> [Text excerpt]:
[Start of Attachment]

Popular arguments against GMOs countered among inflammatory debate

fight the gm food scare
Image by Doug Chayka. via Scientific American

In the September issue, the editors of Scientific American published a carefully reasoned explanation for why they oppose mandatory labeling of genetically modified foods. Rather than stimulating discussion however, their editorial led to hundreds of inflammatory comments posted on the magazine’s webpage by anti-GMO activists.

This past weekend, Amy Harmon of the New York Times wrote a second GMO-related article, this time focusing on the vandalism of test plots of Golden Rice in the Philippines, which several prominent anti-GMO communities, including Greenpeace, celebrated as an act of the ‘people’s will.’ Harmon’s article, which carefully addresses the scientific consensus that Golden Rice is both safe and necessary, also resulted in a fusillade of inflamed comments.

Most of the criticisms of GMO food fit a particular pattern of pseudoscience and widely propagated myth. “As predicted,” writes Emil Karlsson, a Swedish science writer and founder of the well regarded Debunking Denialism blog, “the anti-GMO activists were not discouraged one bit by the Scientific American article and tried to drown out the science-based arguments showing that GM foods are stringently tested, heavily regulated and safe, both for human consumption and the environment.”

Karlsson reviews many of many of the familiar anti-GMO claims, but also frames the discouraging lack of rational discourse by many crop biotechnology critics.

When you come across a claim that you disagree with, the rational approach is to providing arguments and evidence against it. People who do not have any tend to resort to a number of logical fallacies, cognitive simplifications or thought-terminating clichés. One such key example is the dismissal of any evidence or arguments in favor of genetically modified foods by deploying the shill gambit. In the context of Scientific American and genetically modified foods, this amounts to the bare assertion that some large corporation that deals with GM crops, seeds or foods (often Monsanto) must have paid them off to publish [the editorial against GM-food labeling]. This conveniently allows the reduction of cognitive dissonance without having to address any of the actual arguments.

[End of Attachment]

(Image point grounding data)

[Start of Attachment]

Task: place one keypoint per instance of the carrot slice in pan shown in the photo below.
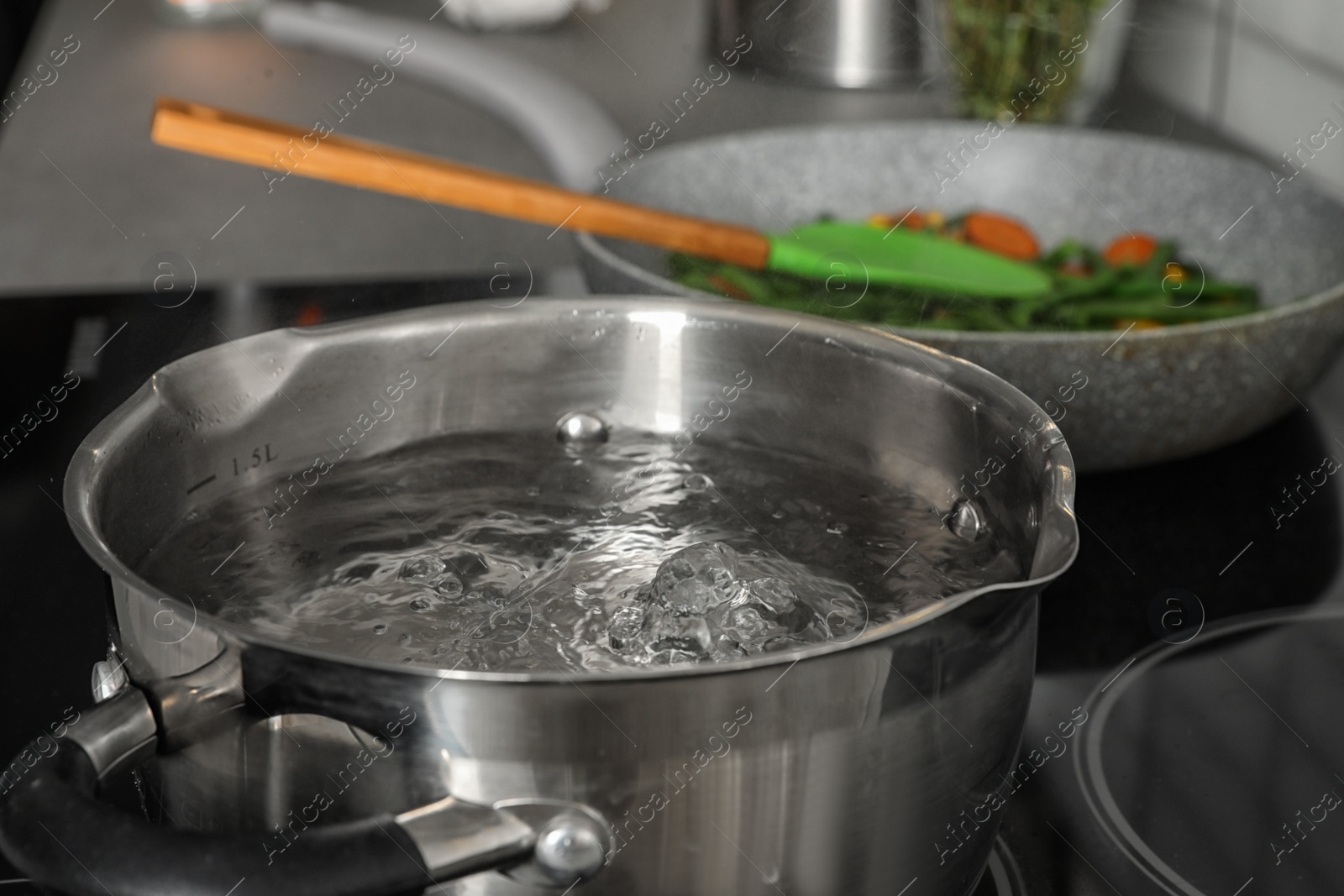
(1001, 235)
(1131, 249)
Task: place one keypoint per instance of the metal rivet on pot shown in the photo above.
(581, 427)
(107, 680)
(570, 848)
(965, 521)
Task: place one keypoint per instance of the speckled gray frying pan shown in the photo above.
(1151, 396)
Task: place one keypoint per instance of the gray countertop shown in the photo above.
(87, 199)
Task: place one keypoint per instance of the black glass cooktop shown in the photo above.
(1200, 636)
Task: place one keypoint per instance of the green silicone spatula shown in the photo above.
(897, 257)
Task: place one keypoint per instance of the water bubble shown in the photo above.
(358, 573)
(449, 586)
(468, 563)
(687, 634)
(696, 578)
(423, 566)
(581, 429)
(698, 483)
(627, 624)
(965, 521)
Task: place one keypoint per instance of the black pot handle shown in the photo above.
(55, 831)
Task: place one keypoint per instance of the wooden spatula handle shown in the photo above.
(255, 141)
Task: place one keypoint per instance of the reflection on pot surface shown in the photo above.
(508, 553)
(823, 752)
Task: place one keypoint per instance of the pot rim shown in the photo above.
(1057, 503)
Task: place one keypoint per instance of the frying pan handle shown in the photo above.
(55, 831)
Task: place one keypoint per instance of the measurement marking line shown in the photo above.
(445, 338)
(265, 38)
(900, 558)
(1238, 557)
(255, 364)
(228, 558)
(1119, 338)
(1089, 192)
(753, 192)
(230, 221)
(1112, 9)
(111, 338)
(82, 192)
(931, 705)
(1263, 364)
(945, 49)
(566, 221)
(1272, 38)
(1236, 222)
(1263, 700)
(783, 338)
(418, 192)
(600, 38)
(454, 669)
(783, 674)
(205, 481)
(1084, 857)
(1120, 673)
(591, 364)
(900, 222)
(764, 876)
(76, 857)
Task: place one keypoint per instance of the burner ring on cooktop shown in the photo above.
(1110, 691)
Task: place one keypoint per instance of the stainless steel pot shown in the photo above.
(843, 768)
(858, 43)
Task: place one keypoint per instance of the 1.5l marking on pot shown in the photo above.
(255, 459)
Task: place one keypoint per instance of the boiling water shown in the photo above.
(511, 553)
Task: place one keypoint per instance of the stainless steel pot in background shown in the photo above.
(842, 768)
(857, 43)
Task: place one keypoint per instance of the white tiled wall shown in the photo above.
(1265, 71)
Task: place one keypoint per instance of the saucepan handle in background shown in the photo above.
(55, 831)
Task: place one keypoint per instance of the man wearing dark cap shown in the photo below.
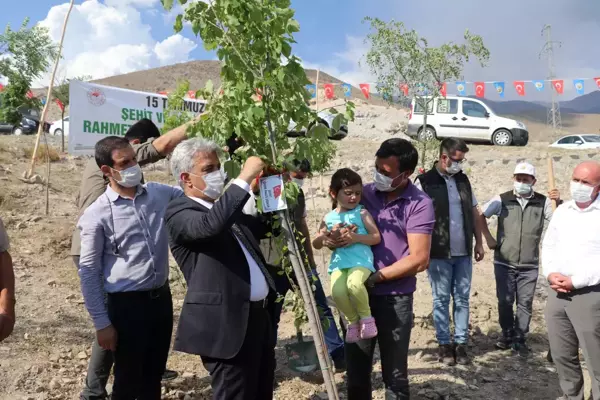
(150, 146)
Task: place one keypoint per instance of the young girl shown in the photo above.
(350, 266)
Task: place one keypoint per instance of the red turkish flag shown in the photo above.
(60, 104)
(480, 89)
(520, 87)
(443, 89)
(559, 86)
(328, 90)
(364, 87)
(404, 89)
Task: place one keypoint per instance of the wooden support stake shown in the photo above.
(551, 183)
(49, 94)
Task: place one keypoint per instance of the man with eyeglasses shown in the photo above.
(451, 266)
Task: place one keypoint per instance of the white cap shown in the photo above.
(525, 168)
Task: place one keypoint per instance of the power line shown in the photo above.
(553, 120)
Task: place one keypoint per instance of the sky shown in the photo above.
(110, 37)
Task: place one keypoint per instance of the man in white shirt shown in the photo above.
(571, 263)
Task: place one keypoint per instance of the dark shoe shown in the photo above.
(503, 343)
(446, 354)
(462, 357)
(169, 375)
(521, 349)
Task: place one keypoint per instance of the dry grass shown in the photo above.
(42, 154)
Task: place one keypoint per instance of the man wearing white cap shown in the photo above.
(521, 213)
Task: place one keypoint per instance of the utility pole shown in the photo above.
(553, 118)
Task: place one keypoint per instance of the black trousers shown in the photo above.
(515, 284)
(144, 324)
(394, 317)
(250, 374)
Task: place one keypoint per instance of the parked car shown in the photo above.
(325, 118)
(56, 127)
(29, 124)
(578, 142)
(465, 118)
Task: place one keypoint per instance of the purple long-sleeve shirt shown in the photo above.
(411, 212)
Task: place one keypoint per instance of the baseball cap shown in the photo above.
(525, 168)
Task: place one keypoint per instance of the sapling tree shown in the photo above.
(262, 92)
(398, 57)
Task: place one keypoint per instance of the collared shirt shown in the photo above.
(259, 289)
(494, 207)
(124, 245)
(4, 243)
(458, 244)
(571, 246)
(410, 213)
(94, 183)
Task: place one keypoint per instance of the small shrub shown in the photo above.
(43, 153)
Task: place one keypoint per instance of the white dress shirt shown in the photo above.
(258, 284)
(571, 246)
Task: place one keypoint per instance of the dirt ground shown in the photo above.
(47, 355)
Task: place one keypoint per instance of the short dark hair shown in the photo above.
(342, 178)
(104, 148)
(451, 145)
(143, 130)
(403, 150)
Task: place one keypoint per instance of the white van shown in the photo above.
(465, 118)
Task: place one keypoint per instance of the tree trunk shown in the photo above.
(62, 128)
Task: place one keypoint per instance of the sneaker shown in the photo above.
(446, 354)
(521, 349)
(503, 343)
(169, 375)
(368, 329)
(353, 333)
(462, 357)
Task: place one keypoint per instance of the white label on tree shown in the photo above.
(98, 111)
(272, 193)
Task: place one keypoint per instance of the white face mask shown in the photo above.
(522, 188)
(298, 182)
(130, 177)
(383, 183)
(454, 168)
(215, 182)
(581, 192)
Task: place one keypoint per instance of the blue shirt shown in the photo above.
(354, 255)
(124, 245)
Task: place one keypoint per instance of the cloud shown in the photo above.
(108, 39)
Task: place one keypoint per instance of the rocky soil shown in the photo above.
(47, 355)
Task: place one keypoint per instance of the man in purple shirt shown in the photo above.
(405, 218)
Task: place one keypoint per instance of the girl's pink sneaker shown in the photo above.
(353, 333)
(368, 329)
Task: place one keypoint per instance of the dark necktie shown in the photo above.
(242, 238)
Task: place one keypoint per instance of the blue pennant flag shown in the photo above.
(499, 88)
(579, 87)
(312, 90)
(539, 85)
(461, 87)
(347, 89)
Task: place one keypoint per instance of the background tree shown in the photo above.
(262, 91)
(26, 55)
(60, 95)
(400, 56)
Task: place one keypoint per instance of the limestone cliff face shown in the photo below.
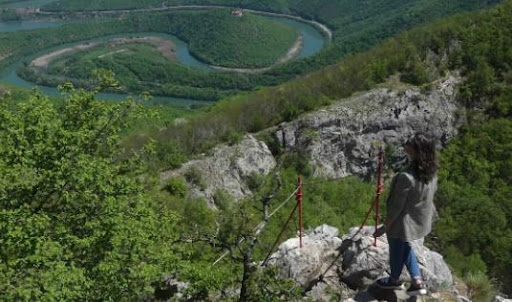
(343, 139)
(340, 140)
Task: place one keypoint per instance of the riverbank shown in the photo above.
(165, 47)
(323, 28)
(290, 55)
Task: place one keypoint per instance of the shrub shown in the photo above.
(177, 187)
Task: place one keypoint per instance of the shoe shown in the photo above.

[End of Attachment]

> [Work order]: Print the passage of the GMO debate article that opens with the words containing "fight the gm" and closes with "by anti-GMO activists.", copying it word for word.

> [Response area]:
fight the gm food scare
Image by Doug Chayka. via Scientific American

In the September issue, the editors of Scientific American published a carefully reasoned explanation for why they oppose mandatory labeling of genetically modified foods. Rather than stimulating discussion however, their editorial led to hundreds of inflammatory comments posted on the magazine’s webpage by anti-GMO activists.